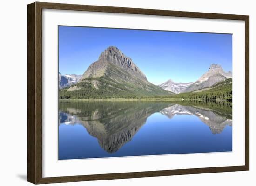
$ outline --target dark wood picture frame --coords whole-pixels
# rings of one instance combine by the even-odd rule
[[[245,165],[185,169],[42,177],[42,10],[43,8],[198,18],[245,21]],[[230,15],[118,7],[34,2],[27,6],[27,180],[34,184],[169,176],[249,170],[249,20],[247,15]]]

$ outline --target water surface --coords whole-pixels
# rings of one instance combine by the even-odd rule
[[[224,103],[59,103],[59,160],[231,151],[232,136]]]

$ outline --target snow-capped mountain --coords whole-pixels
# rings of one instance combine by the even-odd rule
[[[59,88],[62,89],[69,87],[72,84],[76,84],[78,83],[81,77],[81,75],[62,75],[59,73]]]
[[[158,86],[166,90],[178,94],[181,92],[184,92],[187,88],[193,83],[193,82],[175,83],[171,79],[169,79]]]
[[[194,83],[175,83],[169,80],[159,86],[166,90],[179,94],[211,87],[217,82],[230,78],[232,78],[232,72],[230,71],[225,72],[220,65],[212,64],[208,71]]]

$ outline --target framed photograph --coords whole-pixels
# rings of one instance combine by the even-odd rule
[[[28,181],[249,170],[249,16],[27,8]]]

__Your objective__: Reproduce every line above verbatim, from the first command through the last outline, but leave out the pictures.

__The completed task__:
$ outline --target dark wood picture frame --coords whole-pixels
# rings of one instance combine by the even-odd rule
[[[245,165],[185,169],[42,177],[42,10],[43,8],[198,18],[245,21]],[[230,15],[118,7],[34,2],[27,6],[27,180],[34,184],[169,176],[249,170],[249,20],[247,15]]]

$ outline --target water surface --coords whole-pixels
# rings of one instance combine by the even-odd rule
[[[224,103],[59,103],[59,160],[231,151],[232,136]]]

$ outline --target snow-capped mountain --coords whole-pixels
# rings of one instance combine by the even-odd rule
[[[59,88],[62,89],[69,87],[72,84],[76,84],[78,83],[81,77],[81,75],[62,75],[59,73]]]
[[[158,86],[166,90],[178,94],[181,92],[184,92],[187,88],[193,83],[193,82],[175,83],[171,79],[169,79]]]
[[[194,83],[175,83],[169,80],[159,86],[166,90],[179,94],[211,87],[217,82],[230,78],[232,78],[232,72],[230,71],[225,72],[220,65],[212,64],[208,71]]]

$ outline --target framed photograph --coords whole-pixels
# rings of one instance combine by the even-odd rule
[[[28,181],[249,170],[249,16],[27,8]]]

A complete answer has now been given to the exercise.